+++ DATA TO PROCESS

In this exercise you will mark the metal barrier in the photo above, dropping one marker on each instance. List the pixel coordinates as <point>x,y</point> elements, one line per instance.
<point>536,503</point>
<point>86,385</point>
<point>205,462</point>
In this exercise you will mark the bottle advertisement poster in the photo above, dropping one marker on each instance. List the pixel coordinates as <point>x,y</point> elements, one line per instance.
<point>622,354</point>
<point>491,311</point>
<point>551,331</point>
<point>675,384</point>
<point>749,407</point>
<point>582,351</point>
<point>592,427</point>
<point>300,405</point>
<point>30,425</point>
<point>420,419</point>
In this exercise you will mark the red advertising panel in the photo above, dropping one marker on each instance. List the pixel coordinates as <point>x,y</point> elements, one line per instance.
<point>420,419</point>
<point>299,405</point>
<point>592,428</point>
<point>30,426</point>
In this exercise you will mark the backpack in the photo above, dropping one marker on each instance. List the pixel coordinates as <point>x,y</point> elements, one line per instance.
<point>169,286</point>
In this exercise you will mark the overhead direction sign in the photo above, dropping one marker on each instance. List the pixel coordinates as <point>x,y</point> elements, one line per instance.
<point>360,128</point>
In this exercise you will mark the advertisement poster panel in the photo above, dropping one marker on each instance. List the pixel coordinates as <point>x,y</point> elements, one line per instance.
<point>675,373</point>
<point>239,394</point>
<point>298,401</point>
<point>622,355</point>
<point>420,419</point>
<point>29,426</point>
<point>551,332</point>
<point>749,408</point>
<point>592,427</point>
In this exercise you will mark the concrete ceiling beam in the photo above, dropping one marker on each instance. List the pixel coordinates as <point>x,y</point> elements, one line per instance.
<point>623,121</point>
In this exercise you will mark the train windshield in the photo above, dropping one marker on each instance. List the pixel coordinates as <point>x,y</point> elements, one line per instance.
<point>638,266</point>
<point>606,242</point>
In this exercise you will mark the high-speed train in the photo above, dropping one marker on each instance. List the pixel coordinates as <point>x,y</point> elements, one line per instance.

++++++

● WHAT THIS TASK INVOLVES: Find "In this exercise you will mark the concrete" in the data above, then repeat that line and all lines after it exactly, ending with the final line.

● WRITTEN ANSWER:
In this exercise you will mark the concrete ceiling beam in the photo above, dropping one marker on each instance. List the pixel coordinates as <point>x,y</point> elements, one line per instance.
<point>623,121</point>
In this exercise you will mark the train windshield in the photo above, dropping one marker on each instance. List the pixel coordinates as <point>x,y</point> elements, one line per instance.
<point>638,266</point>
<point>606,242</point>
In this exercise you will mark the high-speed train in the photo above, dropping one marker on each instance. List the pixel coordinates as <point>x,y</point> elements, one line per instance.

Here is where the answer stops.